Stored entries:

###

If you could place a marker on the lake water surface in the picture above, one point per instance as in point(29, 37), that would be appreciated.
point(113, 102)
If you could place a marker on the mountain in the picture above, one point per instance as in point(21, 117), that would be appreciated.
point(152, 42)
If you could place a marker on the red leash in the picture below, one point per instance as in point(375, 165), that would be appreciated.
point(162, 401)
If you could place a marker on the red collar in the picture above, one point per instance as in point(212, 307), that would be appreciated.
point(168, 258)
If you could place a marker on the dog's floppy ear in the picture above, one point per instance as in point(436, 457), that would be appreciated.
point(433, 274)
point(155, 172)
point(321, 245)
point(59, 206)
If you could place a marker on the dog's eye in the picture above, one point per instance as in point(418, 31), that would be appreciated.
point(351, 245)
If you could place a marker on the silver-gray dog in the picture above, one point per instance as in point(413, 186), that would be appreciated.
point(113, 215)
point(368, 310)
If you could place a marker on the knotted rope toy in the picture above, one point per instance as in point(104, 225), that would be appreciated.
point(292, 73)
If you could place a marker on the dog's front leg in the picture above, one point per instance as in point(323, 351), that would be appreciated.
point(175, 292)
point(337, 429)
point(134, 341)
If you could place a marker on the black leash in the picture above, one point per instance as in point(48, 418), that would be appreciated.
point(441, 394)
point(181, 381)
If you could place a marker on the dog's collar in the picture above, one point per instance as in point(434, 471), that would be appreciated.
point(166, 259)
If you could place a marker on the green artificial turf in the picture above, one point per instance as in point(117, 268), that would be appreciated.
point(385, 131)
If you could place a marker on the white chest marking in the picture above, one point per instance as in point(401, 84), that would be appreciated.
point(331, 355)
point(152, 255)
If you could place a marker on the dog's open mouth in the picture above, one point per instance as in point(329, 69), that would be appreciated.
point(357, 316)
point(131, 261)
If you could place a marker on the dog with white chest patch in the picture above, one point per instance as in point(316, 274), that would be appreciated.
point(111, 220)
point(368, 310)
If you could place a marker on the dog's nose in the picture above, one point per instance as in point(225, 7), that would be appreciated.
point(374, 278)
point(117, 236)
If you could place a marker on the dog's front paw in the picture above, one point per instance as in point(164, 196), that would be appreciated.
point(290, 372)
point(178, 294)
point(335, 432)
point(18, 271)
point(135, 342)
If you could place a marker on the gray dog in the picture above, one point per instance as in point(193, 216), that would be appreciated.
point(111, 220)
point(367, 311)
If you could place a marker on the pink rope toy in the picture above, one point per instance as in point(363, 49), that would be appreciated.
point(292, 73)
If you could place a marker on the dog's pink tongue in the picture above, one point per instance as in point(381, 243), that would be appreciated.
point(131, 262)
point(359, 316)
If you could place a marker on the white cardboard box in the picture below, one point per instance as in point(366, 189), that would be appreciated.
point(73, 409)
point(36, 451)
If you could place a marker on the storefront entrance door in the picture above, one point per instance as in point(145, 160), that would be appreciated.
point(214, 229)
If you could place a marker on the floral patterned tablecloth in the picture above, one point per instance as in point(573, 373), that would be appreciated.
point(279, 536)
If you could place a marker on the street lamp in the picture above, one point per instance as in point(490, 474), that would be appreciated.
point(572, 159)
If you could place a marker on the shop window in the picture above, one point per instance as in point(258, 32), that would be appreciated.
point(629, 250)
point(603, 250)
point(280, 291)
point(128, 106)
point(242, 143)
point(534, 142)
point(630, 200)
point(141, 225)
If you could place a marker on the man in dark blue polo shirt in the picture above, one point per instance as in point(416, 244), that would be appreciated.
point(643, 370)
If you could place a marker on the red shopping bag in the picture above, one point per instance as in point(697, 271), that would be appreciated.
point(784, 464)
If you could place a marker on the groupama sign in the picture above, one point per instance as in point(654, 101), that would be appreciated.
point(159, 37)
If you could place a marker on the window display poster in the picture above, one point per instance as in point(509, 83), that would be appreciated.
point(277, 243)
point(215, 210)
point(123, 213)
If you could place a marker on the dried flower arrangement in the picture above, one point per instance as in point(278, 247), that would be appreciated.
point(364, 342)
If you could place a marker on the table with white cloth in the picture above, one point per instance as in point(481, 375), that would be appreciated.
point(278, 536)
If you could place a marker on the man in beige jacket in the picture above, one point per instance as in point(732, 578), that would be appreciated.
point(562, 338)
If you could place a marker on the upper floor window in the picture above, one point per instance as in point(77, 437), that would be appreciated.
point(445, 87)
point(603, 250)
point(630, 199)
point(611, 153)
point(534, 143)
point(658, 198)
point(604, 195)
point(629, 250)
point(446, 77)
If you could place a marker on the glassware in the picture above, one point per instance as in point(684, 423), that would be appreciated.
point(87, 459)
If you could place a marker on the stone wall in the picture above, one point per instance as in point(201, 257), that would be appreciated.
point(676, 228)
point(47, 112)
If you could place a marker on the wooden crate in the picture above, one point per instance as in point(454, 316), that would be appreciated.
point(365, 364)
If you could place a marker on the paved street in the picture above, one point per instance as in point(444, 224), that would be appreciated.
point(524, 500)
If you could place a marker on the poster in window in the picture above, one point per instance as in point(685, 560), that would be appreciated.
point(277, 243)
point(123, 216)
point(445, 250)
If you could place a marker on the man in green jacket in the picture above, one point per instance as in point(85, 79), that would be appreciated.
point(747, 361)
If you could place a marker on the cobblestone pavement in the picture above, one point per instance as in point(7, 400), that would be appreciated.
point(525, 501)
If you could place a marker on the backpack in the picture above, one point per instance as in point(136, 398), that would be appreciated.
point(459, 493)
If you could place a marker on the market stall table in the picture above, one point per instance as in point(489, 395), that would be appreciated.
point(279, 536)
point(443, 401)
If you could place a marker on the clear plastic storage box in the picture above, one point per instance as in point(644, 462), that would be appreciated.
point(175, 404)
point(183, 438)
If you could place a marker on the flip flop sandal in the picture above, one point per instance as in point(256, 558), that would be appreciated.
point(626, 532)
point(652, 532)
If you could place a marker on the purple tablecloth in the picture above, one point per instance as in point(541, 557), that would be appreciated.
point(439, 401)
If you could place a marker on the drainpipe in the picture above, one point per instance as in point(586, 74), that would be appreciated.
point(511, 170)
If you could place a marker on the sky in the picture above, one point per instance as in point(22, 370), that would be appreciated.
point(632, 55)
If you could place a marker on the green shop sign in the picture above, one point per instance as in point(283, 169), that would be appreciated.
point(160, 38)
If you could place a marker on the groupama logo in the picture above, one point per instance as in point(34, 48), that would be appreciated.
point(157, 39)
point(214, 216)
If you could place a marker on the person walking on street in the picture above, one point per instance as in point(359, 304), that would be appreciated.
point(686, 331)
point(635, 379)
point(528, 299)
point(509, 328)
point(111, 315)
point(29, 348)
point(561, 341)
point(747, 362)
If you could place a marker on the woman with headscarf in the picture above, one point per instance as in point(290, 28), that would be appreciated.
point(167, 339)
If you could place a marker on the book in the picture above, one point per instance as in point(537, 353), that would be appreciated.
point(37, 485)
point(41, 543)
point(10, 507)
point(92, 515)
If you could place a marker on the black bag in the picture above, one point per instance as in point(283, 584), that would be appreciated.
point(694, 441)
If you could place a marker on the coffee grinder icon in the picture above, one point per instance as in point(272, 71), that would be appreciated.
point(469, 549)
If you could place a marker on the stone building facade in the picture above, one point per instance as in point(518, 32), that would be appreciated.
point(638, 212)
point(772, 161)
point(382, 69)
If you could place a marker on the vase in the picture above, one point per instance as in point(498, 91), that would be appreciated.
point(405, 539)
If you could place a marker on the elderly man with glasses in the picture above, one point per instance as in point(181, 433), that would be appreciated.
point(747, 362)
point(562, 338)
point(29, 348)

###

Goal of the exercise: Could you repeat every record word for word?

Completed exercise:
If you could place a marker on the lake water surface in the picture above, one point per instance as in point(29, 37), that would be appreciated.
point(113, 102)
If you could place a marker on the mountain in the picture above, one point per instance as in point(21, 117), that would be appreciated.
point(152, 42)
If you could place a marker on the red leash in the picture below, one point per instance as in point(375, 165), that would be appreciated.
point(162, 401)
If you could place a marker on the red collar in the picture above, one point per instance as in point(212, 307), that would be appreciated.
point(168, 258)
If you could place a marker on the dog's floppy ear in the picture above, one point per instance as in point(436, 457), that would be appreciated.
point(433, 274)
point(155, 172)
point(321, 245)
point(59, 206)
If you could place a marker on the dog's eye in the picture above, one point per instance as in point(418, 31), that would be appreciated.
point(351, 245)
If you could place a marker on the silver-gray dog in the picture above, one point per instance as in point(413, 186), that would be appreciated.
point(113, 215)
point(368, 310)
If you could place a marker on the knotted rope toy in the picture above, one point per instance as in point(104, 225), that would be appreciated.
point(292, 73)
If you could place a marker on the dog's front leg in the picture above, one point per instance as in point(323, 351), that would be appreciated.
point(175, 292)
point(337, 429)
point(134, 341)
If you could place a marker on the black leash in the picture above, one point per instance as in point(48, 418), that would be appreciated.
point(441, 394)
point(181, 381)
If you could place a marker on the dog's collar in the picture above, one point per instance as in point(434, 471), that would be appreciated.
point(166, 259)
If you could place a marker on the green artificial turf in the picture above, one point per instance as in point(117, 268), that would be appreciated.
point(385, 131)
If you could place a marker on the white chest marking in the picture above, one point per instance as in point(401, 84), that would be appreciated.
point(331, 355)
point(152, 255)
If you could place a marker on the dog's open mouth in the picture above, one point per instance as in point(329, 69), that would be appreciated.
point(357, 316)
point(131, 261)
If you could place a marker on the dog with white chest patch in the picture above, one point per instance as in point(316, 274), that would be appreciated.
point(111, 220)
point(368, 310)
If you could place a marker on the dog's nose in the picture above, one point per instance as in point(225, 7), that would be appreciated.
point(374, 278)
point(117, 236)
If you could place a marker on the dog's front paw in the picture above, one point per instance as in point(164, 196), that would be appreciated.
point(290, 372)
point(178, 294)
point(335, 432)
point(18, 271)
point(135, 342)
If you could place a marker on the gray dog in the picture above, one point per instance as in point(193, 216), that would be appreciated.
point(111, 220)
point(367, 311)
If you could place a marker on the pink rope toy in the picture above, one point per instance as in point(363, 49), that would be appreciated.
point(292, 73)
If you could place a marker on the dog's pink tongue in the picture above, one point per instance as in point(381, 243), that would be appreciated.
point(131, 262)
point(359, 316)
If you could place a marker on the white cardboard box in the picture below, one point per instance as in point(366, 189), that would be appreciated.
point(73, 409)
point(36, 451)
If you could place a marker on the storefront entrance door in the picture above, one point per instance as in point(145, 160), that would be appreciated.
point(214, 229)
If you could place a marker on the floral patterned tablecloth in the picture above, one point per instance as in point(573, 373), that would be appreciated.
point(279, 536)
If you could place a marker on the street lamp in the picture above, one point per instance as in point(490, 474), that would be appreciated.
point(572, 159)
If you could place a marker on the shop window in the picture above, one point per instance as in point(258, 32), that would be appreciated.
point(629, 250)
point(603, 250)
point(280, 291)
point(128, 106)
point(242, 143)
point(534, 142)
point(630, 200)
point(141, 225)
If you could place a marker on the man in dark blue polo shirt in the picture above, one point per instance as in point(416, 244), that would be appreciated.
point(643, 370)
If you could place a marker on the red shopping bag in the picture above, one point per instance as in point(697, 271), that would be appreciated.
point(784, 464)
If you could place a marker on the groupama sign in the picture above, one point per instance as in point(654, 101), that would be appreciated.
point(159, 37)
If you could place a marker on the window display poster in the picture above, one point per instance as in point(509, 83), that would be appreciated.
point(277, 243)
point(215, 210)
point(123, 213)
If you could place a marker on the dried flower arrangement in the picture above, one point per instance as in point(278, 247), that would be appreciated.
point(364, 342)
If you could place a marker on the table with white cloth in the picture above, one point per instance as in point(481, 375), that would be appreciated.
point(278, 536)
If you could place a marker on the man in beige jacket in the picture above, one point per instance as in point(732, 578), that would be appreciated.
point(562, 338)
If you could place a marker on the upper floor window in the picture above, one point per instance as in point(77, 437), that would be appreciated.
point(445, 87)
point(603, 250)
point(630, 199)
point(611, 153)
point(534, 143)
point(658, 198)
point(604, 195)
point(629, 250)
point(446, 77)
If you could place a marker on the glassware in the picture above, one point per instance as in point(684, 423), that would be appreciated.
point(87, 459)
If you could place a marker on the stone wall in the picture above, one point per instance as in point(201, 257), that would be appreciated.
point(676, 228)
point(47, 112)
If you could place a marker on the wooden crate in the picture above, one point per instance as in point(454, 316), that would be appreciated.
point(365, 364)
If you could place a marker on the paved street in the picture above, one point per instance as in point(444, 224), that would be appreciated.
point(524, 500)
If you could place a marker on the poster in window in the picture above, one point per instance as in point(685, 560), that would be appreciated.
point(277, 243)
point(123, 216)
point(445, 250)
If you could place a marker on the man in green jacket in the picture above, one point per instance as in point(85, 79), that would be appreciated.
point(747, 361)
If you could place a marker on the cobblestone pavement in the picture above, one point per instance as in point(7, 400), that would be appreciated.
point(525, 501)
If you could place a marker on the backpack in the picture above, one point per instance as in point(136, 398), that would be appreciated.
point(459, 493)
If you could place a marker on the market stall table in the picture above, one point per instance as in point(489, 395), that would be appreciated.
point(279, 536)
point(443, 401)
If you could place a marker on the clear plastic storage box in the picture above, one point per instance as in point(644, 462), that would be appreciated.
point(175, 404)
point(183, 438)
If you could place a marker on the flip flop sandal in the picture above, one point per instance as in point(256, 558), that would be appreciated.
point(626, 532)
point(652, 532)
If you could place a marker on the purple tablecloth in the picture above, one point per instance as in point(541, 557), that would be appreciated.
point(439, 401)
If you could place a marker on the drainpipe in the picture above, one point per instance as in point(586, 74), that would be appreciated.
point(511, 170)
If you could place a marker on the sky in the picture above, one point per instance as in point(22, 370), that would be appreciated.
point(632, 55)
If you could place a marker on the green shop sign in the picture above, one point per instance as in point(283, 169), that would be appreciated.
point(160, 38)
If you could place a marker on the groupama logo in the picture above, one point per instance as in point(34, 48), that would be appreciated.
point(157, 39)
point(214, 216)
If you could place a marker on the person walking on street in the picture above, one point per instance as in point(359, 304), that would be appreciated.
point(686, 331)
point(635, 379)
point(528, 299)
point(509, 328)
point(111, 315)
point(29, 348)
point(561, 341)
point(747, 362)
If you could place a marker on the woman with headscarf in the picture above, one point per instance as in point(290, 28), that would be appreciated.
point(167, 339)
If you could place a marker on the book in the picture above, one point per instance as in point(537, 353), that would be appreciated.
point(37, 485)
point(41, 543)
point(10, 507)
point(92, 515)
If you could place a marker on the black bag in the picture above, one point per instance as in point(283, 584), that would be appreciated.
point(694, 441)
If you could place a marker on the coffee grinder icon in the picture above, one point per instance as in point(272, 71), that would be appreciated.
point(469, 549)
If you could place a marker on the stone building facade in the picture above, one point per instance as in point(518, 32), that would be appreciated.
point(638, 212)
point(772, 161)
point(382, 69)
If you could place a marker on the vase in the picture above, one point per instance as in point(498, 91), that would be appreciated.
point(405, 539)
If you could place a marker on the elderly man with glasses in the picture above, one point per instance as in point(181, 433), that would be appreciated.
point(747, 362)
point(562, 338)
point(29, 348)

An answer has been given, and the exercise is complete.